Exercise instructions: Pictures appear among the records below and must be omitted. Repeat exactly the lines from the line with "In this exercise you will tag the young" to the line with "In this exercise you will tag the patch", both included.

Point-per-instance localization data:
________________________________________

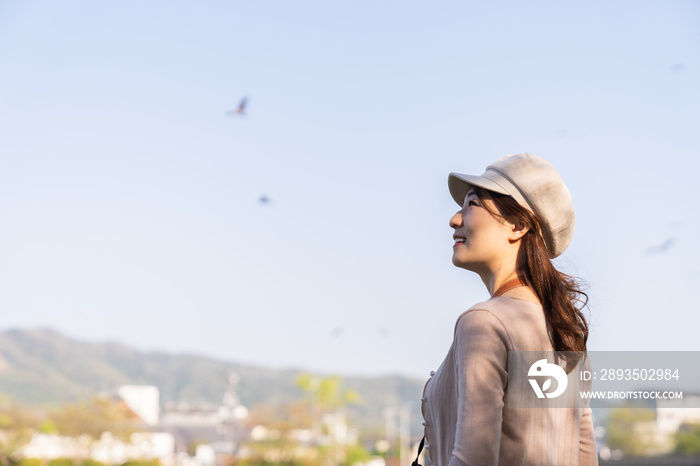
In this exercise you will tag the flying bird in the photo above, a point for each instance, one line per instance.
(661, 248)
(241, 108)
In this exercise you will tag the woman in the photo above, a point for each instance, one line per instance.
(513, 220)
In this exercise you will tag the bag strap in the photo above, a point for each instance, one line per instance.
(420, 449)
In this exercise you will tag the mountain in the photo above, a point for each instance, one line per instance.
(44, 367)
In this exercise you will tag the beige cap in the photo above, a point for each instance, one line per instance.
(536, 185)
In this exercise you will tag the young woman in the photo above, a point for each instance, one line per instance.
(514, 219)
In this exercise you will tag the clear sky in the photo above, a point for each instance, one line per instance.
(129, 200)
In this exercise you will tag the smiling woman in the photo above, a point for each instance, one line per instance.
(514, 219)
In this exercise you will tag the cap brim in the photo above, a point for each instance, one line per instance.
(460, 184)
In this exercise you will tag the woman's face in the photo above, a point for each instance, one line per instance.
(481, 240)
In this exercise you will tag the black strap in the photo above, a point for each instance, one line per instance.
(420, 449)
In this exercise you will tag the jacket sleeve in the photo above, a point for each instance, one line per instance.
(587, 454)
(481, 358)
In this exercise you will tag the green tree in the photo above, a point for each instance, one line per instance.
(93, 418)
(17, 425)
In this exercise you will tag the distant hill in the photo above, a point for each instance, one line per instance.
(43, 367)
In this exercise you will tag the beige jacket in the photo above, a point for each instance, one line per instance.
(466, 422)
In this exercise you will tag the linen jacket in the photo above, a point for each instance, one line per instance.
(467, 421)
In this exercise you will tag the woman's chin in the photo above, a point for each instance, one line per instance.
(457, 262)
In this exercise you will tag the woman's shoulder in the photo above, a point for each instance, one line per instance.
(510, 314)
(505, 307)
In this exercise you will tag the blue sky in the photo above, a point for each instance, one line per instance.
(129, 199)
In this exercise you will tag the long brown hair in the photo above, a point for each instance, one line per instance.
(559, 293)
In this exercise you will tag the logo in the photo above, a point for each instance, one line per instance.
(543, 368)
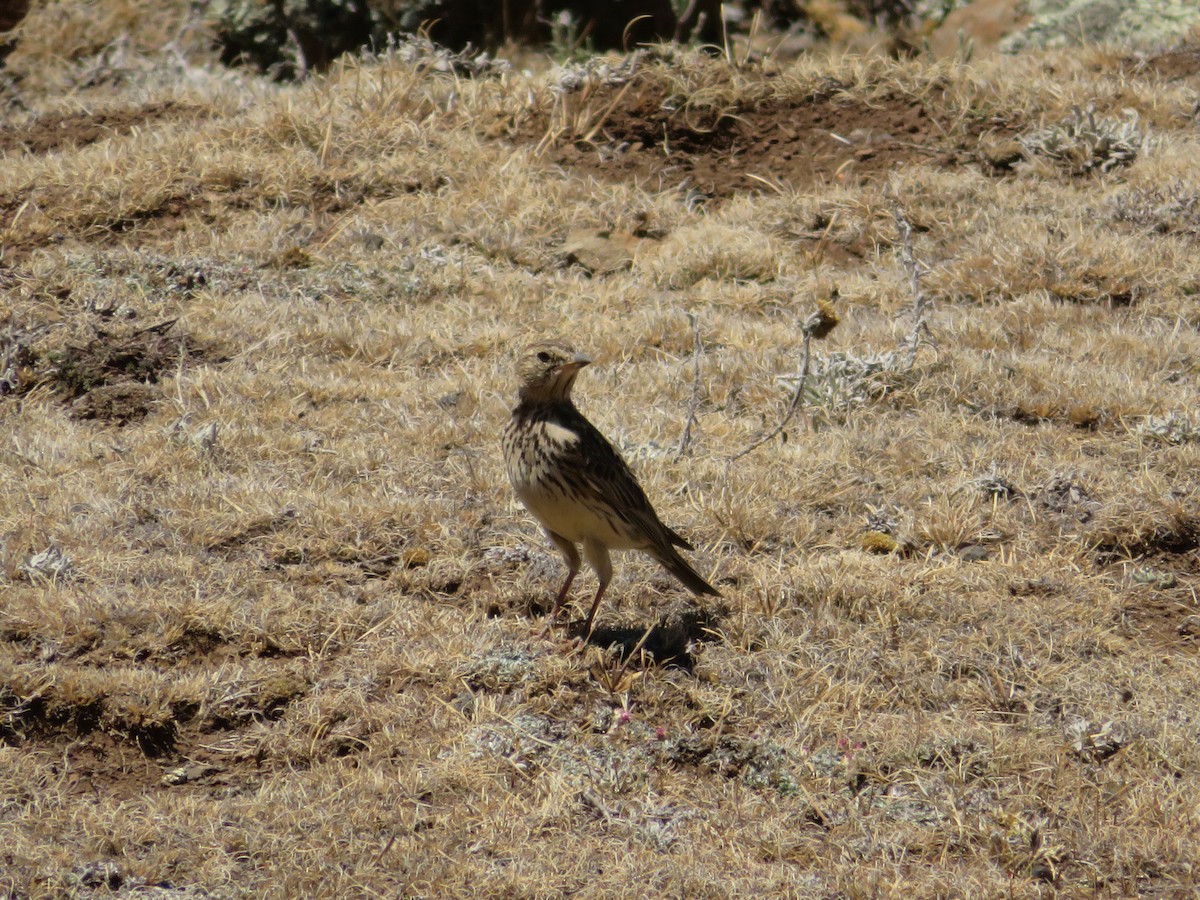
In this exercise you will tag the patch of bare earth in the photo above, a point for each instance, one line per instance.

________________________________________

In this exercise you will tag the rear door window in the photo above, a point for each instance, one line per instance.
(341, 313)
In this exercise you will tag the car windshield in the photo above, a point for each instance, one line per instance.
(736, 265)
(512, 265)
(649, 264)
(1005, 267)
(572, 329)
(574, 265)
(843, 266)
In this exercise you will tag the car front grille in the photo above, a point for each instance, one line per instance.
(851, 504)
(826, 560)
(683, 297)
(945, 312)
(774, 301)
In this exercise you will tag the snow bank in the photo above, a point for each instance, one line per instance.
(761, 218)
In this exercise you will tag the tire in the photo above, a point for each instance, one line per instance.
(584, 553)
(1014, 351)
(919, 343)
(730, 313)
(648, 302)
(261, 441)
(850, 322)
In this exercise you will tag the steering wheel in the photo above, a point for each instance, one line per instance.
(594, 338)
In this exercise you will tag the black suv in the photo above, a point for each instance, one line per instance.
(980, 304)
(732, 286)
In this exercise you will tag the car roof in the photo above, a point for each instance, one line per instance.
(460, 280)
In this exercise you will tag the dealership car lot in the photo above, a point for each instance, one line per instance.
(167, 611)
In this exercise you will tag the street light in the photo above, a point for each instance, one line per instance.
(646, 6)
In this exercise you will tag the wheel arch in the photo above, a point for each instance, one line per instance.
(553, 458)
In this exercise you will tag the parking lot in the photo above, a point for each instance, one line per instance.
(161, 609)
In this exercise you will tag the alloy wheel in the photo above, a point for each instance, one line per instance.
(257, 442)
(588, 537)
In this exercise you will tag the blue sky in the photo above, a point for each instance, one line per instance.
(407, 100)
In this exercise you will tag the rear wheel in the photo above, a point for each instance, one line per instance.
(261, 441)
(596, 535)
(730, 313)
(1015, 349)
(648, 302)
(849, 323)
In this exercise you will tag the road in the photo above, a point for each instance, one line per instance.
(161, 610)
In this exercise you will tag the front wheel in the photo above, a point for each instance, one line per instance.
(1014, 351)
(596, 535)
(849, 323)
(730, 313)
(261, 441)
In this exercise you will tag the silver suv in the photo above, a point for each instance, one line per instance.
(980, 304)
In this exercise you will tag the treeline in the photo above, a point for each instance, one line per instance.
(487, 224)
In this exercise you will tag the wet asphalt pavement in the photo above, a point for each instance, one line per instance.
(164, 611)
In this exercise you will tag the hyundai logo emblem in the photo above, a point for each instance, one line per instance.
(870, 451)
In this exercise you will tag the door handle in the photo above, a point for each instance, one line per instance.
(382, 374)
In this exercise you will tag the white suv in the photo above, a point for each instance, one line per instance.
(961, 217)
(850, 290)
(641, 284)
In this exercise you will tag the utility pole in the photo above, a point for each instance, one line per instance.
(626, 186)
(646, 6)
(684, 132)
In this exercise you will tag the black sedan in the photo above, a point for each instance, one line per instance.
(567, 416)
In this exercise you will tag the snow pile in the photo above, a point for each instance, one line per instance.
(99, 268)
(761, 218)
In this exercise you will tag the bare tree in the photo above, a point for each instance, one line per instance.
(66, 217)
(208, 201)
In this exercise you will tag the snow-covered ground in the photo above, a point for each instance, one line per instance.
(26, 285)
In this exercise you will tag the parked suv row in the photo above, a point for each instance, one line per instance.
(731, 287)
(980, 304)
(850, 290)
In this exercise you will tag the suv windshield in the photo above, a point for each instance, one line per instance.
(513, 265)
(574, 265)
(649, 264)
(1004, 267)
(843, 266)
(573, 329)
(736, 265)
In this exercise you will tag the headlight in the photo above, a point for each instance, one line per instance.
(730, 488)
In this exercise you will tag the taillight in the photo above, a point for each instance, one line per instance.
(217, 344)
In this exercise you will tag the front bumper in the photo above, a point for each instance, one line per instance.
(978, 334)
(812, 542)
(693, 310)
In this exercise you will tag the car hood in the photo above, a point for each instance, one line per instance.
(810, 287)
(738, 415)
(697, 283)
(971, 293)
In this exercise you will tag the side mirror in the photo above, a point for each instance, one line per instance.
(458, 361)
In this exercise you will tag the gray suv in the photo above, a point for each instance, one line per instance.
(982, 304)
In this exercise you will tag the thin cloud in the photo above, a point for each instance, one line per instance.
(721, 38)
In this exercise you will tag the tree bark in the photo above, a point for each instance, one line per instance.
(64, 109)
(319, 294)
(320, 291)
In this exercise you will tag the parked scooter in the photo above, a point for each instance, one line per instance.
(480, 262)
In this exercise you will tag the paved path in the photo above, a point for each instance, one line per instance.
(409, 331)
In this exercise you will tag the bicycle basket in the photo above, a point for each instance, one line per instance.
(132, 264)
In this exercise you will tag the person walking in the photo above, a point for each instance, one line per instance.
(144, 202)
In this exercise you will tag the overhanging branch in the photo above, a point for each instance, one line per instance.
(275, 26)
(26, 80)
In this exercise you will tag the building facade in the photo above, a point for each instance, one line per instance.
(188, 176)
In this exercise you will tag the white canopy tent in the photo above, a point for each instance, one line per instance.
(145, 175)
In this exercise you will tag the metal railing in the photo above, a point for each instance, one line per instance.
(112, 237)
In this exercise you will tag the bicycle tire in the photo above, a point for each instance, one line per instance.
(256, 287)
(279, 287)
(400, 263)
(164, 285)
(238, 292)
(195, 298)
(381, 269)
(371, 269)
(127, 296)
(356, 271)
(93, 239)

________________________________________

Solution:
In this exercise you will tag the young woman in the photo above, a point for each instance, one line per instance.
(514, 219)
In this exercise you will tag the clear sky in the photo above, a point for each instance, one line per instance.
(129, 200)
In this exercise you will tag the smiling woman in the photo above, a point for each instance, one line per instance.
(514, 219)
In this exercise you will tag the cap brim in the photo above, a point for each instance, one line per instance.
(460, 184)
In this exercise you will tag the woman's face in the photo above, a point for each instance, one line per instance.
(481, 240)
In this exercise you will tag the black strap in the photo above, a point for each instance, one line per instance.
(420, 449)
In this exercise you will tag the jacket sleeve in the photo above, a point for each instance, one line per instance.
(587, 454)
(481, 358)
In this exercise you will tag the green tree in the photo above, a point for each instance, one line per instance.
(93, 418)
(17, 425)
In this exercise you will tag the distant hill in the photo above, a point for each instance, one line per instance.
(43, 367)
In this exercise you will tag the beige jacket in the photo above, a point for each instance, one line per instance.
(466, 422)
In this exercise you will tag the linen jacket in the photo above, a point for each instance, one line per instance.
(467, 421)
In this exercise you will tag the woman's chin in the photo above, a point for each instance, one line per instance.
(457, 262)
In this exercise you will tag the woman's shoulder in the photo above, a point for each instance, one line per instance.
(510, 314)
(505, 307)
In this exercise you will tag the blue sky in the photo above, a point for each instance, one line per instance.
(129, 199)
In this exercise you will tag the long brown hair in the photo above, a point for each instance, one line per instance.
(559, 293)
In this exercise you will tag the logo in the photo above, a point for each instance, one line per instance.
(543, 368)
In this exercise you will tag the patch of bare earth in the photo above, a point for each instance, one line per instance.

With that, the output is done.